• _Task instructions_:
Please write out the final portion of the records below exactly: the line containing "Expected: for the wooden", every line after it, and nothing else.

(Referring expression data)
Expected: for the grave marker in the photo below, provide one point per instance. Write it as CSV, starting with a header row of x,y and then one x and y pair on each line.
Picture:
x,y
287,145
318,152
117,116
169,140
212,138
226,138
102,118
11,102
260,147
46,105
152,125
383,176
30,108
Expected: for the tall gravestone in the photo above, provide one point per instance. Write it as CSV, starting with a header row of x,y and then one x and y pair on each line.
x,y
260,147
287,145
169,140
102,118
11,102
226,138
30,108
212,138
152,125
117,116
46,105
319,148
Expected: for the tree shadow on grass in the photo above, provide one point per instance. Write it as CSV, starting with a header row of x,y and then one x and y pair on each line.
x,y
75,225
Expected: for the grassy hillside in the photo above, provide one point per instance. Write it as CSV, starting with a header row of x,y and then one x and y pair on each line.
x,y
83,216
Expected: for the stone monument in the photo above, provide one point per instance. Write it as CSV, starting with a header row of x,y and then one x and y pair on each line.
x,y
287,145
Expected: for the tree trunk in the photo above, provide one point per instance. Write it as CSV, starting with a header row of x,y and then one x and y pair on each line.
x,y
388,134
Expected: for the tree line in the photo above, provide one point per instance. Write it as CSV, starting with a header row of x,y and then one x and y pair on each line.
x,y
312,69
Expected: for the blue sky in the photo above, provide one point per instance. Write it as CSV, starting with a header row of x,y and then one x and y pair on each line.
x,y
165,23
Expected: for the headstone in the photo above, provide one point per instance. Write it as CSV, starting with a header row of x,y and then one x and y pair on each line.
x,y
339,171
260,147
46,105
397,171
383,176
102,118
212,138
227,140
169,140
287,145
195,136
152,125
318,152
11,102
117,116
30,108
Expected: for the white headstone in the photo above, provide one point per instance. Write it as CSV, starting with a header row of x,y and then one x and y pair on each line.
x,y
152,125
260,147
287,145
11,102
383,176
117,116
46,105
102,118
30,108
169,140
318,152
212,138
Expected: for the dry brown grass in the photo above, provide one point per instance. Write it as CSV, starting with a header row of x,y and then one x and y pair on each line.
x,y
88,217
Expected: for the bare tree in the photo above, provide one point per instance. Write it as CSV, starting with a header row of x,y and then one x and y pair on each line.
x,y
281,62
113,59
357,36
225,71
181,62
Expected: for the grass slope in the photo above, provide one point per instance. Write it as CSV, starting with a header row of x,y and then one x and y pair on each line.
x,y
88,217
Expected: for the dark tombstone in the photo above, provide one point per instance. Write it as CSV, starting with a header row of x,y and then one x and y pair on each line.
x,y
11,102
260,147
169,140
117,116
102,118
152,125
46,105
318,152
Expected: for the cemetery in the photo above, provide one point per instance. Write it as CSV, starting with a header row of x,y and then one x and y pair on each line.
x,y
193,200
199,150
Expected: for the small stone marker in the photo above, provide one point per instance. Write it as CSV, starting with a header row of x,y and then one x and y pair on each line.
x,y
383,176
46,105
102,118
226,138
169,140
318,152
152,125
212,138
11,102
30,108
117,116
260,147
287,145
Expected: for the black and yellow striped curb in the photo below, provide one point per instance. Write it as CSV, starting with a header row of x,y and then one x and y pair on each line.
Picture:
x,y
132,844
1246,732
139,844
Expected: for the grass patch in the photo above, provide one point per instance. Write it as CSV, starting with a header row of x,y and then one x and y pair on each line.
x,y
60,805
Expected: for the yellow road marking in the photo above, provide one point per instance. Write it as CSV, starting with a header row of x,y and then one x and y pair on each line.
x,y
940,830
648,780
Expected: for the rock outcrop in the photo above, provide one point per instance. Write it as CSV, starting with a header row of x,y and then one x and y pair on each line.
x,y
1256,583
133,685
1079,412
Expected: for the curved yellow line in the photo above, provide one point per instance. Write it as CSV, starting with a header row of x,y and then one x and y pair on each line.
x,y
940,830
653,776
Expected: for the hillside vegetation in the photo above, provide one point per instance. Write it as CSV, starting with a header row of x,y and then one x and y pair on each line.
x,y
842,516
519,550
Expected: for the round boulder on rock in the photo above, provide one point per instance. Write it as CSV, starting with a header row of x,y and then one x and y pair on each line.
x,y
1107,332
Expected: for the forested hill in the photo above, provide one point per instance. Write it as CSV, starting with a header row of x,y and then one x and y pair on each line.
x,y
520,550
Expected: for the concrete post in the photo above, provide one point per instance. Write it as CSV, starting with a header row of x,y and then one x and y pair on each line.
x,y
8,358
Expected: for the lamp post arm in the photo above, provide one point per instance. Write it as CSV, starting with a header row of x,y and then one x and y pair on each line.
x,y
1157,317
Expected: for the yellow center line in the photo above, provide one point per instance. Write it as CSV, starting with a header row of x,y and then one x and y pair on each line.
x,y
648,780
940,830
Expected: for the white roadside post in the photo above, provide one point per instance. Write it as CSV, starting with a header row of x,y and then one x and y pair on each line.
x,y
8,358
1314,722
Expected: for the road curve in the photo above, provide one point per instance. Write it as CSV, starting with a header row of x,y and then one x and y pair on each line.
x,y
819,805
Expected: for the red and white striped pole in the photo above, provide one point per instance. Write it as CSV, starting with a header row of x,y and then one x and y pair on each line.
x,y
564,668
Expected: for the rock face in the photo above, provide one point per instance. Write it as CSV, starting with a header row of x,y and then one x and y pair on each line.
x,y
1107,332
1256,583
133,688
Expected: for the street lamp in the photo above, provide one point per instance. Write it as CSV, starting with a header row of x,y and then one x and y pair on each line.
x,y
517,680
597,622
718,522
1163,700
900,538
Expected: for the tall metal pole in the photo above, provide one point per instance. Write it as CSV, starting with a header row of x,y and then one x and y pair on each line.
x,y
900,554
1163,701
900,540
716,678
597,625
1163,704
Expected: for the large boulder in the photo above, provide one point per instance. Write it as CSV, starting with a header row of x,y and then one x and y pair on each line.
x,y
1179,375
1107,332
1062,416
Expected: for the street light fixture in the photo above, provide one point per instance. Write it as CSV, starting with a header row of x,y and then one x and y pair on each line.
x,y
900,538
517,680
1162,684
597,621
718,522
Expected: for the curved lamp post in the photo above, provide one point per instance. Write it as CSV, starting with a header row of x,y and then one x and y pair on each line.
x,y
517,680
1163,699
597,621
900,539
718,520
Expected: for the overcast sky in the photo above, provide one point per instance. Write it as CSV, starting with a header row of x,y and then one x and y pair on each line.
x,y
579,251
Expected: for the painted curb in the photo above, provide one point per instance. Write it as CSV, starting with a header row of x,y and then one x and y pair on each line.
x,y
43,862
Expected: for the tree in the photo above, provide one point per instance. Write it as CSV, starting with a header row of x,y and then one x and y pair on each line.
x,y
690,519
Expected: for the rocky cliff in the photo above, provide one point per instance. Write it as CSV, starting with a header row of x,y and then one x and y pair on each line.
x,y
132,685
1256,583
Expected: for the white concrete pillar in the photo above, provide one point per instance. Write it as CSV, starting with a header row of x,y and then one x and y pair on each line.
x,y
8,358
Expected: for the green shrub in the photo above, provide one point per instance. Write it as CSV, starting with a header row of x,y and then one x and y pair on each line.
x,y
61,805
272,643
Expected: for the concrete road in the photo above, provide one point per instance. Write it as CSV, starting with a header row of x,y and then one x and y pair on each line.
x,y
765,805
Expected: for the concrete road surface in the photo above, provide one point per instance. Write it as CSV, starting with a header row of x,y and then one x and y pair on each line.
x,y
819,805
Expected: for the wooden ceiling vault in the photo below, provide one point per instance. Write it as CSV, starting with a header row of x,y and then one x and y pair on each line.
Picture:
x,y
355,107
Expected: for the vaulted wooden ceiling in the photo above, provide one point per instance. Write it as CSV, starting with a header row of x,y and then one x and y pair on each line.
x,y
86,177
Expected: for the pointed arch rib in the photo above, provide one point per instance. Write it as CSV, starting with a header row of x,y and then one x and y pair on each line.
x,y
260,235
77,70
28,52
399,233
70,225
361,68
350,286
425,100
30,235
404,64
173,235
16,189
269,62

• _Exercise output_:
Expected: for the wooden ceiling vault in the photo below, provide one point per instance. Write it as CSV, starting with a header row of x,y and then one x and y pair on each line.
Picture:
x,y
355,107
Expected: for the vaulted wooden ceiling in the photo above, provide one point per instance. Write it as CSV, starting with a header row of x,y and then one x and y pair on each line.
x,y
86,177
Expected: for the pointed arch rib in the photo above, provide one point per instance. Write it as CSV, starting with a header row of x,y and then one x and y pair on each line.
x,y
260,235
77,70
28,52
399,233
70,225
361,68
350,286
425,100
30,235
404,64
173,235
16,189
269,62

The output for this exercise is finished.